__Task input__
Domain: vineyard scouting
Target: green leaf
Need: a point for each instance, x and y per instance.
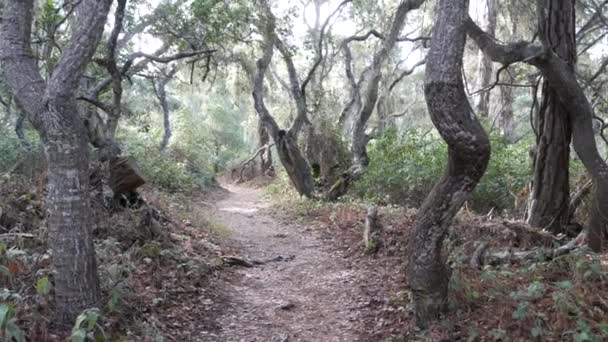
(43, 286)
(14, 333)
(565, 285)
(7, 312)
(78, 335)
(521, 311)
(6, 272)
(603, 328)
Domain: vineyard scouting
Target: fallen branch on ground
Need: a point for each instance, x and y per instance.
(484, 256)
(232, 260)
(250, 160)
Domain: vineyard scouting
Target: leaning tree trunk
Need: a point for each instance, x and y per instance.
(160, 88)
(286, 142)
(468, 156)
(360, 139)
(485, 63)
(266, 156)
(70, 232)
(506, 120)
(51, 108)
(549, 197)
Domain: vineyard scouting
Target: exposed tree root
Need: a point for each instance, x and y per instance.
(483, 255)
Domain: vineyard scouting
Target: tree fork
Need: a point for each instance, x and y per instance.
(468, 156)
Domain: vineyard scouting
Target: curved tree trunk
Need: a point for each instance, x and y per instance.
(266, 156)
(51, 108)
(549, 197)
(485, 63)
(160, 88)
(506, 116)
(468, 156)
(562, 78)
(286, 142)
(370, 97)
(367, 104)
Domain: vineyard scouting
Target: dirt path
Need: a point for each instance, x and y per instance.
(308, 293)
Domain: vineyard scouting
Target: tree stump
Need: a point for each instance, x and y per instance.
(125, 176)
(371, 233)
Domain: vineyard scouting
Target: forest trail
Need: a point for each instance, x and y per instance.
(307, 292)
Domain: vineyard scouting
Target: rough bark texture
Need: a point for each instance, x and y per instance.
(51, 107)
(266, 156)
(506, 120)
(550, 185)
(370, 97)
(485, 63)
(367, 104)
(286, 142)
(560, 75)
(160, 88)
(468, 155)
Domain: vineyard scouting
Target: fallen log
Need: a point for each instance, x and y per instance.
(125, 176)
(371, 233)
(257, 153)
(483, 255)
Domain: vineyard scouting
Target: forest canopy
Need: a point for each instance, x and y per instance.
(496, 109)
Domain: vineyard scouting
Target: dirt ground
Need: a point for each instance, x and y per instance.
(306, 290)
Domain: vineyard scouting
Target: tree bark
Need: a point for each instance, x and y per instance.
(468, 155)
(506, 120)
(485, 63)
(359, 138)
(160, 88)
(51, 107)
(367, 104)
(549, 196)
(286, 142)
(560, 75)
(266, 156)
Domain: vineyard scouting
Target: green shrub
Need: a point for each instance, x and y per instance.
(172, 169)
(405, 167)
(10, 149)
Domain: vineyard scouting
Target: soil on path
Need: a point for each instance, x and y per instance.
(307, 292)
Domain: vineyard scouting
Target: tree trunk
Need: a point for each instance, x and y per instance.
(506, 116)
(549, 197)
(359, 138)
(51, 108)
(485, 63)
(160, 88)
(562, 78)
(468, 156)
(286, 142)
(70, 224)
(20, 133)
(266, 156)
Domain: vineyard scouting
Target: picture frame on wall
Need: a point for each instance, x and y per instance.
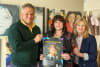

__Directions for this task__
From the data above, pull out every line that contains the word "path", treating uppercase and lowercase letters as different.

__Output for this task__
Target: dirt path
Target: soil on path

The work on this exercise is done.